=== Task instructions ===
For this exercise, retype all the data exactly and exclude every image.

=== Records supplied ===

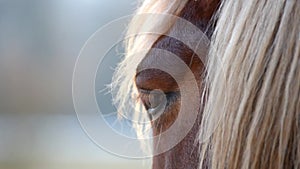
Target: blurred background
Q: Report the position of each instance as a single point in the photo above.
(39, 44)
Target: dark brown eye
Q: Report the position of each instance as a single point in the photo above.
(156, 101)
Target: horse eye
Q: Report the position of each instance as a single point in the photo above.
(155, 102)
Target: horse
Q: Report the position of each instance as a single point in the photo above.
(248, 115)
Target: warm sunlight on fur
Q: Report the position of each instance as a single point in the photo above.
(251, 116)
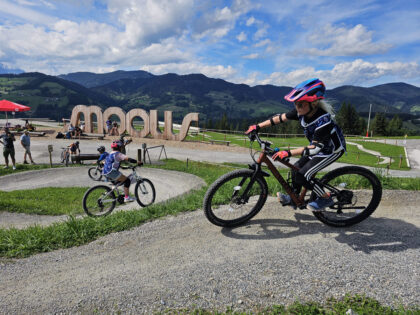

=== Exercise result ===
Target: blurred background
Q: Report the position of each instance as a single point in the photo above.
(39, 44)
Target: dark brown eye
Q: Report the position of each instance as a single point in the photo above.
(156, 101)
Target: horse eye
Q: Report the position of each instance as a single point in the photo above.
(155, 102)
Target: horse
Q: Report the position of each instance as a single point in the photo above.
(248, 115)
Target: warm sunlight on fur
Q: Report the position of each instance as a single point in the photo above.
(251, 116)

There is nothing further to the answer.